◆ GIVEN EXERCISE 1 ◆
In the records, take the part that opens with the line containing "point: pink and" and closes with the end of the records, and write it out again with "sneaker" swapped for "shoe", keeping everything else unchanged.

◆ EXTRACT PROVIDED ◆
•••••

# Rates...



## Hedgehogluvr386 (Jun 16, 2012)

I was wondering why rates to ship an animal, specifically hedgehogs, is so pricey. I feel like if they lowered the cost (even to like $100 instead of $200+) more people would use the service, and in turn be more profitable...? I understand it isn't like shipping packages or letters and requires more care, but am I missing something here or is it just super pricey?

I was pondering this while falling in love with a hedgehog in Alabama that I couldn't pick up or would pay that much to get shipped to me at that cost.  15+ hours is too far! There needs to be more of a variety of hedgehogs in the Northern Oh/Western NY area.


----------



## SammieStyles (Jan 18, 2013)

I'm not sure why it's so high, but I guess it's just to absolutely ensure the hedgie's safety. And I think it also covers the fuel cost as well. I paid 180$ to get my hedgie shipped across Canada, it's a bit much, but it's to absolutely ensure a safe flight, plus the gas prices and everything else is covered


----------



## Hedgehogluvr386 (Jun 16, 2012)

That seems cheaper than in the U.S. but... who knows? I think it depends on the flight and/or distance. Otherwise, I'm still not sold on this shipping thing. A fight across the country.. (say NY to Florida) is less than 5 hours, depending on the flight... 
Getting a "human" ticket is about $180 (about your hedgies flight cost) so I thought animals would be cheaper..hmm


----------



## Hoppin Hedgehogs (Apr 3, 2011)

There are lots of reasons why shipping prices vary from breeder to breeder. We live in Canada so it may be slightly different than in the USA.

•••••

◆ Data items ◆
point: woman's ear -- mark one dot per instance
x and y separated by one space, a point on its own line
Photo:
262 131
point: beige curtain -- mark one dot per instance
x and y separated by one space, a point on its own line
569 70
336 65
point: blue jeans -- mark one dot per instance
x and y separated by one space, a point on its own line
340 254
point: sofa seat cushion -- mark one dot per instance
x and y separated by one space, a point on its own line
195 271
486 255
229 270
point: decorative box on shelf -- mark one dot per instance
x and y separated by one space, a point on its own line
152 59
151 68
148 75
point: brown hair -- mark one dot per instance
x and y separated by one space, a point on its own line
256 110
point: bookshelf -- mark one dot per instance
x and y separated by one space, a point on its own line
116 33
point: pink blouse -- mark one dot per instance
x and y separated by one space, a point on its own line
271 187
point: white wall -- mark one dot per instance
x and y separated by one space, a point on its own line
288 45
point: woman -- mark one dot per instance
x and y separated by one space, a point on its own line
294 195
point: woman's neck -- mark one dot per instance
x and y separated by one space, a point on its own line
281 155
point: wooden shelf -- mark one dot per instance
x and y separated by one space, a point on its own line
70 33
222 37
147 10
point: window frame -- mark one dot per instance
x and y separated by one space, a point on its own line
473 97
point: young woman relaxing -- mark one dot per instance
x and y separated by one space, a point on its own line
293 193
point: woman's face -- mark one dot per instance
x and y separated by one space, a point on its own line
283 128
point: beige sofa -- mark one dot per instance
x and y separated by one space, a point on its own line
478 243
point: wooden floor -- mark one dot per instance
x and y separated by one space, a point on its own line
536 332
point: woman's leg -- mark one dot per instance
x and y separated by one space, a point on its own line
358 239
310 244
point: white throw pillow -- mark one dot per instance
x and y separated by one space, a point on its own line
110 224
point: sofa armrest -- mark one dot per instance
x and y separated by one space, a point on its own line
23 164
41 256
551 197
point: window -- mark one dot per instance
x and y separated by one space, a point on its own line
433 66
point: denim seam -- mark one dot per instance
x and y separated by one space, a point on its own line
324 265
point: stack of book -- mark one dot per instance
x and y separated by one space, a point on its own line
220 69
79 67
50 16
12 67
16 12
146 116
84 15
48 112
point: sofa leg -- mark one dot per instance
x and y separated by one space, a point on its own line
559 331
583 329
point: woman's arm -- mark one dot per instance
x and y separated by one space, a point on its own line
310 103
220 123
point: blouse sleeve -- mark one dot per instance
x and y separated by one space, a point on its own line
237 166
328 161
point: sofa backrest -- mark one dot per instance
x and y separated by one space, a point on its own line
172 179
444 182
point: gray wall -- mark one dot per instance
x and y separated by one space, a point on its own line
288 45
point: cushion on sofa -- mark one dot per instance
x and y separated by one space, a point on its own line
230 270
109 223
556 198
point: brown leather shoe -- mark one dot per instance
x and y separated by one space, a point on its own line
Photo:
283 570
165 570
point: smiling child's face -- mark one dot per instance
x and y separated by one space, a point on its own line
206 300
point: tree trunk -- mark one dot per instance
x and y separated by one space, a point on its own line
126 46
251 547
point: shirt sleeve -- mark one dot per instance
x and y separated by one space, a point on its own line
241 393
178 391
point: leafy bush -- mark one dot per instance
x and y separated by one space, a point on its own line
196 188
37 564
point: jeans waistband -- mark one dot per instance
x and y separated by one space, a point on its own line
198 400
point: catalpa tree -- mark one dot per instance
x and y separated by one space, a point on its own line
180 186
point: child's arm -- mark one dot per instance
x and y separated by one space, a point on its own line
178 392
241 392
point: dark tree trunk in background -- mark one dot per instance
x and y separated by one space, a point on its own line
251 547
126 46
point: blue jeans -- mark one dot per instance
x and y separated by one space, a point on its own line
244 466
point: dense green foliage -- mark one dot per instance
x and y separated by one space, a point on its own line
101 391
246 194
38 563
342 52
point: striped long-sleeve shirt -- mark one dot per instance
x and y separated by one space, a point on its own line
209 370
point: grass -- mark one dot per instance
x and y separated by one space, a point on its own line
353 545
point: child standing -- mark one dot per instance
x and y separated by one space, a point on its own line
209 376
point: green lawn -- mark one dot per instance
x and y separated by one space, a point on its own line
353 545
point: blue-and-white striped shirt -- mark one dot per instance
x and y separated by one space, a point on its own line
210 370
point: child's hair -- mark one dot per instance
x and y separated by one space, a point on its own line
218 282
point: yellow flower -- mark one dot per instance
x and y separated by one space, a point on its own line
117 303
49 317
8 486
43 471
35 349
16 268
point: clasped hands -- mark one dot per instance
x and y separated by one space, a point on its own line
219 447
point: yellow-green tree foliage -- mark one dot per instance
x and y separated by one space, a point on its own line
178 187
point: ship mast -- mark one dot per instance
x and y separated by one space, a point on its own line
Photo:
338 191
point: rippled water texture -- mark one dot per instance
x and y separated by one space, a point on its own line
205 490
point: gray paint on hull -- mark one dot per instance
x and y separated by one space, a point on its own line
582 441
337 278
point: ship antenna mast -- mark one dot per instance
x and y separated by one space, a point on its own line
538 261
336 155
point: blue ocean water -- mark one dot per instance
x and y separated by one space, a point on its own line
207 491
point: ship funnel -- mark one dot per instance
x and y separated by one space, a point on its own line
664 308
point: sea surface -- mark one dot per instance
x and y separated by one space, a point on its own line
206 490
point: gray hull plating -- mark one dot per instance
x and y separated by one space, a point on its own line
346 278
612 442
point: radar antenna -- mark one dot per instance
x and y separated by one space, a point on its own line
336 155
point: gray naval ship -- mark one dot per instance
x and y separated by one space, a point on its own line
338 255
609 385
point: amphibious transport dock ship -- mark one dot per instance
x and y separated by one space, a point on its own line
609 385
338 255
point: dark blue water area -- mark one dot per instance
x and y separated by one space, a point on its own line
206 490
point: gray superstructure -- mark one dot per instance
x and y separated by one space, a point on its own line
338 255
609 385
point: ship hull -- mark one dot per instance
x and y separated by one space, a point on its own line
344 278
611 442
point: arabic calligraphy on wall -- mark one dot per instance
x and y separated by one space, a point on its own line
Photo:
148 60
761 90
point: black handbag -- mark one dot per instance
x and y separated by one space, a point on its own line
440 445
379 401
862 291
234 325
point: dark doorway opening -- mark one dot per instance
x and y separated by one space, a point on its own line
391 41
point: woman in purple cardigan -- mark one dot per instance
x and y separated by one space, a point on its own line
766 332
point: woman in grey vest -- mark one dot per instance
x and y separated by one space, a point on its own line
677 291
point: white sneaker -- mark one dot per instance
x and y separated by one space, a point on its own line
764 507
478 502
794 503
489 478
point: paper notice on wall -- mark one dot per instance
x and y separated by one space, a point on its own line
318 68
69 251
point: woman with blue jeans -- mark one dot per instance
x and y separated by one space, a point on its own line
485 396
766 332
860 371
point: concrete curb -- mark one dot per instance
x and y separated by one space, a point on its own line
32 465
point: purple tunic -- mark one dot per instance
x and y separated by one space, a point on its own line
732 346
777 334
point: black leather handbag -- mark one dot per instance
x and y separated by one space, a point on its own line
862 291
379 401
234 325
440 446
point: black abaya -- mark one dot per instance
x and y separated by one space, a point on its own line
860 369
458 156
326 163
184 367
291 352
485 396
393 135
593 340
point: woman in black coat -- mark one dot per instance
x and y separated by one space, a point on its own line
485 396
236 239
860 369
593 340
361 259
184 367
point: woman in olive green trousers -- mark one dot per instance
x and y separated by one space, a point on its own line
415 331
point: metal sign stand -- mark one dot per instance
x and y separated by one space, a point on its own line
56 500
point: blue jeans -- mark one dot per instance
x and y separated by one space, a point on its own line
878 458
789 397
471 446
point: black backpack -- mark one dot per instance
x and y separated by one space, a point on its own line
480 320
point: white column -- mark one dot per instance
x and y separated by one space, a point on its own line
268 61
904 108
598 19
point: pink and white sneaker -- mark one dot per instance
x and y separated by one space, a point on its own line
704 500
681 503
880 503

•••••

◆ GIVEN EXERCISE 2 ◆
From the thread on hedgehog shipping rates, output word for word the part that opens with the words "## Hoppin Hedgehogs" and closes with "in the USA.".

◆ FULL OUTPUT 1 ◆
point: pink and white shoe -- mark one dot per instance
x and y separated by one space, a point on its own line
704 500
681 503
880 503

◆ FULL OUTPUT 2 ◆
## Hoppin Hedgehogs (Apr 3, 2011)

There are lots of reasons why shipping prices vary from breeder to breeder. We live in Canada so it may be slightly different than in the USA.